Top of MATERIAL TO PROCESS
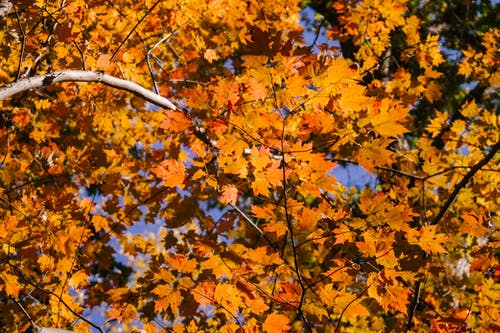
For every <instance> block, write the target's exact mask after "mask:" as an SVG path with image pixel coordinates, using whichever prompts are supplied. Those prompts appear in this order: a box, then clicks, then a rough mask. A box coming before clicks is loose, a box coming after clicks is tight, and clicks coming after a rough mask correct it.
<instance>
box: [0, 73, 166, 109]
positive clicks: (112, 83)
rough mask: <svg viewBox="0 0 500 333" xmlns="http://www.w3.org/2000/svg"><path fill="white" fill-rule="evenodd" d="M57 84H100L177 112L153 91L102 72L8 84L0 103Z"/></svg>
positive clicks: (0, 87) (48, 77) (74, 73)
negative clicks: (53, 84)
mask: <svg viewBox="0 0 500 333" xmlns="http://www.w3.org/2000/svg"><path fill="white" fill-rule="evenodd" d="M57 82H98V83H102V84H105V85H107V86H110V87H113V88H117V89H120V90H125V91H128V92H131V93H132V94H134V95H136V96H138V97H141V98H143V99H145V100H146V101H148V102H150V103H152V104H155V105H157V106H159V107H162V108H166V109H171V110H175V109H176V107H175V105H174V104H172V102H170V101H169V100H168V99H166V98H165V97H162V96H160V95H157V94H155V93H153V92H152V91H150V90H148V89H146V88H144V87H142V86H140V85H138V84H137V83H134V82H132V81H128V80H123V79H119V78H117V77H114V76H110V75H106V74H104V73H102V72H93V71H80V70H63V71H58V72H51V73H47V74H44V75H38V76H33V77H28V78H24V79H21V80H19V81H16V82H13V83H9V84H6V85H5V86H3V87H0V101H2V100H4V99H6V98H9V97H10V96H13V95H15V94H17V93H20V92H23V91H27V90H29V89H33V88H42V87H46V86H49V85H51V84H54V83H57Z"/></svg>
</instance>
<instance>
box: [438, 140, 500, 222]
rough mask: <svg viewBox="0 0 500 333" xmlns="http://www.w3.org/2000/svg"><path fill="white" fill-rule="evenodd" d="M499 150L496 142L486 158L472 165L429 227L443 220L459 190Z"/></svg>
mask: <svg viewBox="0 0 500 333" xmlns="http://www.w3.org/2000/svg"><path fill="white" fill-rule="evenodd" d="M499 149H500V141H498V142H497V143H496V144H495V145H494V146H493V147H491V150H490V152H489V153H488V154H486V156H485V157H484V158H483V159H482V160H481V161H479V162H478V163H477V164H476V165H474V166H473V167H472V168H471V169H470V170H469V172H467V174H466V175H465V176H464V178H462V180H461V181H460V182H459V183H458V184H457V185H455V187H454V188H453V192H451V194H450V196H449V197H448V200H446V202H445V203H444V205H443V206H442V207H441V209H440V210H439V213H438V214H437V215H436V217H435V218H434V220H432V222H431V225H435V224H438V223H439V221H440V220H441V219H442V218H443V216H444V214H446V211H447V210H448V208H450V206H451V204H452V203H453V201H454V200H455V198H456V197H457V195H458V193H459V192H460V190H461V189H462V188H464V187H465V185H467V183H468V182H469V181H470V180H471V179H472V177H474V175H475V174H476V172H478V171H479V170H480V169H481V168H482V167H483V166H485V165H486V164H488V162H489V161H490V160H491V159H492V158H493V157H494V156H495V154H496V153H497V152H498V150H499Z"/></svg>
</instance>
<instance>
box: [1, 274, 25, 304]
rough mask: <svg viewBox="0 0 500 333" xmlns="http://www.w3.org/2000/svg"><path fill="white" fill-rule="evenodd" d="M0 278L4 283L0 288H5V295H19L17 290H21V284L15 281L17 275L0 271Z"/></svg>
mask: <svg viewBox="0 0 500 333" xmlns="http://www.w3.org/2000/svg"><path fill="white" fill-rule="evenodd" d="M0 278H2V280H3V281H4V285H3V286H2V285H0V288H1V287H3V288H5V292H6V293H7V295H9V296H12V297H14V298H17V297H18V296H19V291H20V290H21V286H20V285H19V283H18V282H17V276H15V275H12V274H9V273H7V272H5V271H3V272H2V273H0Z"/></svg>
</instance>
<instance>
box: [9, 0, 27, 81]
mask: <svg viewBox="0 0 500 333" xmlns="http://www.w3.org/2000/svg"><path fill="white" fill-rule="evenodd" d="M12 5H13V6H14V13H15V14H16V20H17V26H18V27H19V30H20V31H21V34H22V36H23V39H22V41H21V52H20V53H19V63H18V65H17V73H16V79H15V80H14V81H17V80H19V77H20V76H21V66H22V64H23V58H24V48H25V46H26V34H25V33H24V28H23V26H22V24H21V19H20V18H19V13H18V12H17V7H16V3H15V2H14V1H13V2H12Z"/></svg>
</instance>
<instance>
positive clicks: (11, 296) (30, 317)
Bottom of MATERIAL TO PROCESS
Repeat every record above exactly, but drop the pictures.

TASK RESPONSE:
For every <instance> block, write the target's exact mask after "mask:" as an SVG path with image pixel coordinates, using whichever prompts are supplied. Those prompts appear in this order: a box, then clicks, then a rough mask. A box coming before clicks is loose, a box coming after clicks is tight, and clicks coming after a rough mask correct it.
<instance>
box: [0, 73, 166, 109]
positive clicks: (112, 83)
rough mask: <svg viewBox="0 0 500 333" xmlns="http://www.w3.org/2000/svg"><path fill="white" fill-rule="evenodd" d="M57 84H100L177 112L153 91L102 72L8 84L0 103Z"/></svg>
positive clicks: (0, 87) (48, 77) (74, 73)
negative clicks: (53, 84)
mask: <svg viewBox="0 0 500 333" xmlns="http://www.w3.org/2000/svg"><path fill="white" fill-rule="evenodd" d="M57 82H98V83H102V84H105V85H107V86H110V87H113V88H117V89H120V90H125V91H128V92H131V93H132V94H134V95H136V96H138V97H141V98H143V99H145V100H146V101H148V102H150V103H152V104H155V105H157V106H159V107H162V108H166V109H171V110H175V109H176V107H175V105H174V104H172V102H170V101H169V100H168V99H166V98H165V97H162V96H160V95H157V94H155V93H153V92H152V91H150V90H148V89H146V88H144V87H142V86H140V85H138V84H137V83H134V82H132V81H128V80H123V79H119V78H117V77H114V76H110V75H106V74H104V73H102V72H93V71H80V70H63V71H58V72H51V73H47V74H44V75H38V76H33V77H28V78H24V79H21V80H19V81H16V82H13V83H9V84H6V85H5V86H3V87H0V101H2V100H4V99H6V98H9V97H10V96H13V95H15V94H17V93H20V92H23V91H27V90H29V89H33V88H42V87H46V86H49V85H51V84H54V83H57Z"/></svg>
</instance>
<instance>
box: [438, 140, 500, 222]
rough mask: <svg viewBox="0 0 500 333" xmlns="http://www.w3.org/2000/svg"><path fill="white" fill-rule="evenodd" d="M499 150L496 142L486 158L472 165L429 227L443 220L459 190Z"/></svg>
mask: <svg viewBox="0 0 500 333" xmlns="http://www.w3.org/2000/svg"><path fill="white" fill-rule="evenodd" d="M499 149H500V141H498V142H497V143H496V144H495V145H494V146H493V147H491V150H490V152H489V153H488V154H486V156H485V157H484V158H483V159H482V160H481V161H479V162H478V163H477V164H476V165H474V166H473V167H472V168H471V169H470V170H469V172H467V174H466V175H465V176H464V178H462V180H461V181H460V182H459V183H458V184H457V185H455V187H454V188H453V192H451V194H450V196H449V197H448V200H446V202H445V203H444V205H443V206H442V207H441V209H440V210H439V213H438V214H437V215H436V217H435V218H434V220H432V222H431V225H435V224H438V223H439V221H440V220H441V219H442V218H443V216H444V214H446V211H447V210H448V208H450V206H451V204H452V203H453V201H454V200H455V198H456V197H457V195H458V193H459V192H460V190H461V189H462V188H464V187H465V185H467V183H468V182H469V181H470V180H471V179H472V177H474V175H475V174H476V172H478V171H479V170H480V169H481V168H482V167H483V166H485V165H486V164H488V162H489V161H490V160H491V159H492V158H493V157H494V156H495V154H496V153H497V152H498V150H499Z"/></svg>
</instance>
<instance>
box: [1, 274, 25, 304]
rough mask: <svg viewBox="0 0 500 333" xmlns="http://www.w3.org/2000/svg"><path fill="white" fill-rule="evenodd" d="M0 278L4 283L0 288H5V295H19L17 290H21V284L15 281L17 275L0 271Z"/></svg>
mask: <svg viewBox="0 0 500 333" xmlns="http://www.w3.org/2000/svg"><path fill="white" fill-rule="evenodd" d="M0 278H2V280H3V281H4V285H3V286H2V285H0V288H1V287H3V288H5V292H6V293H7V295H9V296H12V297H14V298H17V297H18V296H19V291H20V290H21V286H20V285H19V283H18V282H17V276H15V275H12V274H9V273H7V272H5V271H3V272H2V273H0Z"/></svg>
</instance>
<instance>
box: [9, 0, 27, 81]
mask: <svg viewBox="0 0 500 333" xmlns="http://www.w3.org/2000/svg"><path fill="white" fill-rule="evenodd" d="M12 5H13V6H14V13H15V14H16V20H17V26H18V27H19V30H20V31H21V34H22V36H23V39H22V41H21V52H20V53H19V63H18V65H17V73H16V79H15V80H14V81H17V80H19V77H20V76H21V66H22V64H23V58H24V48H25V46H26V34H25V33H24V28H23V26H22V24H21V19H20V18H19V13H18V12H17V7H16V3H15V2H14V1H13V2H12Z"/></svg>
</instance>
<instance>
positive clicks: (11, 296) (30, 317)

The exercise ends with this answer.